TASK REQUIREMENTS
Could you copy every line of the items below word for word, leaving the pictures out of your answer?
=== ENTRIES SHOWN ===
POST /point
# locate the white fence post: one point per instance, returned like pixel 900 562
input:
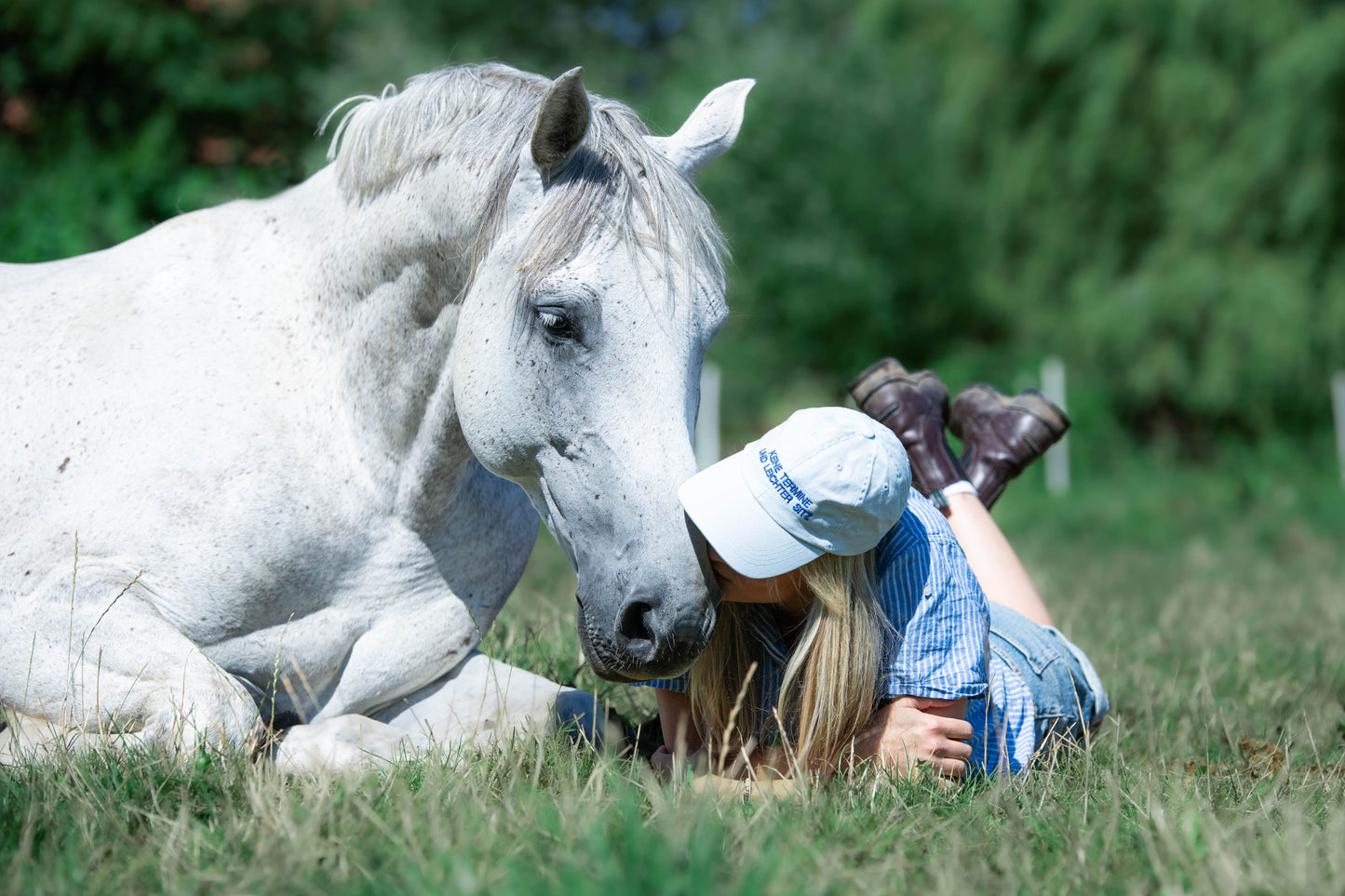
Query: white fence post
pixel 1338 407
pixel 1056 459
pixel 707 419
===
TASK RESULT
POST /point
# locate the white fence post: one point per instance, returned like pixel 900 562
input:
Query: white fence post
pixel 1338 407
pixel 1056 459
pixel 707 419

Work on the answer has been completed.